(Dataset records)
Start of Block

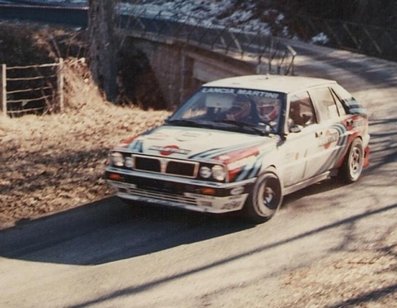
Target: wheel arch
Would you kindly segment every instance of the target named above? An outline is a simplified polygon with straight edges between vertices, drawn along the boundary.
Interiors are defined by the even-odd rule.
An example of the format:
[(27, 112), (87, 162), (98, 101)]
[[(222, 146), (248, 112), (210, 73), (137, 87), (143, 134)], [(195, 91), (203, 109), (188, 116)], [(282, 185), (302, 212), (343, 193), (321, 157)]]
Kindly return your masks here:
[[(270, 186), (264, 183), (269, 183)], [(267, 192), (268, 189), (269, 192)], [(264, 204), (264, 198), (269, 196), (270, 200), (267, 200), (266, 204)], [(274, 165), (268, 165), (259, 173), (243, 207), (243, 212), (252, 221), (267, 221), (272, 218), (281, 207), (283, 196), (284, 187), (279, 172)], [(273, 203), (274, 201), (275, 203)]]
[(280, 168), (277, 168), (276, 164), (269, 164), (266, 167), (261, 169), (261, 172), (259, 172), (258, 177), (260, 177), (262, 174), (264, 174), (266, 172), (274, 173), (278, 177), (280, 184), (281, 184), (282, 193), (284, 193), (284, 181), (283, 181), (283, 177), (280, 172)]
[[(359, 144), (361, 146), (361, 155), (362, 155), (360, 162), (361, 165), (360, 171), (357, 177), (355, 177), (353, 174), (350, 173), (351, 166), (349, 165), (349, 160), (351, 159), (350, 155), (352, 154), (352, 147), (356, 141), (359, 141)], [(338, 168), (338, 177), (347, 184), (356, 182), (360, 178), (362, 170), (365, 167), (364, 161), (365, 161), (365, 146), (363, 144), (362, 137), (360, 135), (357, 135), (355, 138), (352, 138), (351, 142), (349, 143), (349, 146), (347, 147), (346, 153), (343, 155), (342, 164)]]
[(343, 164), (344, 164), (344, 162), (345, 162), (347, 156), (349, 155), (350, 147), (352, 146), (354, 140), (356, 140), (356, 139), (360, 139), (361, 142), (364, 141), (364, 140), (363, 140), (363, 136), (361, 136), (361, 135), (358, 134), (358, 133), (353, 133), (353, 134), (351, 134), (351, 135), (348, 137), (347, 145), (346, 145), (346, 147), (345, 147), (345, 149), (344, 149), (344, 151), (343, 151), (343, 155), (339, 157), (339, 161), (338, 161), (338, 163), (336, 164), (336, 168), (337, 168), (337, 169), (340, 169), (340, 168), (343, 167)]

End of Block

### [DIRECTIONS]
Drop the images; copy every entry above exactly.

### [RESPONSE]
Target: wheel arch
Would you kindly segment every instance of the target named above? An outline is a simplified polygon with straight edges between vertices, drawn along the boundary.
Interiors are defined by the even-odd rule.
An example of the format:
[(27, 112), (87, 162), (98, 101)]
[[(222, 146), (248, 112), (210, 73), (137, 87), (143, 134)], [(195, 91), (203, 109), (188, 116)], [(282, 185), (302, 212), (343, 193), (321, 157)]]
Kindly return your masks here:
[[(270, 186), (264, 183), (269, 183)], [(267, 192), (268, 189), (269, 192)], [(264, 204), (264, 198), (269, 196), (270, 200), (267, 200), (266, 204)], [(274, 165), (268, 165), (259, 173), (243, 207), (243, 212), (252, 221), (267, 221), (272, 218), (281, 207), (283, 196), (284, 187), (279, 172)], [(273, 203), (274, 201), (275, 203)]]
[(280, 168), (277, 168), (276, 164), (269, 164), (266, 167), (261, 169), (261, 172), (259, 172), (258, 177), (260, 177), (262, 174), (264, 174), (266, 172), (274, 173), (278, 177), (280, 184), (281, 184), (282, 193), (284, 193), (284, 181), (283, 181), (283, 177), (280, 172)]
[[(359, 144), (361, 146), (361, 155), (362, 155), (360, 162), (361, 165), (360, 171), (357, 177), (355, 177), (353, 174), (350, 173), (351, 166), (349, 165), (349, 160), (351, 159), (350, 155), (352, 154), (352, 147), (356, 141), (359, 141)], [(338, 168), (338, 177), (347, 184), (356, 182), (360, 178), (362, 170), (365, 167), (364, 161), (365, 161), (365, 146), (363, 144), (362, 137), (360, 135), (357, 135), (355, 138), (352, 138), (351, 142), (349, 143), (349, 146), (347, 147), (346, 153), (343, 155), (342, 164)]]
[(343, 164), (344, 164), (344, 162), (345, 162), (347, 156), (349, 155), (350, 147), (352, 146), (354, 140), (356, 140), (356, 139), (360, 139), (361, 142), (364, 141), (364, 140), (363, 140), (363, 136), (361, 136), (361, 135), (358, 134), (358, 133), (353, 133), (353, 134), (351, 134), (351, 135), (348, 137), (347, 145), (346, 145), (346, 147), (345, 147), (345, 149), (344, 149), (344, 151), (343, 151), (343, 155), (339, 157), (339, 161), (338, 161), (338, 163), (336, 164), (336, 168), (337, 168), (337, 169), (340, 169), (340, 168), (343, 167)]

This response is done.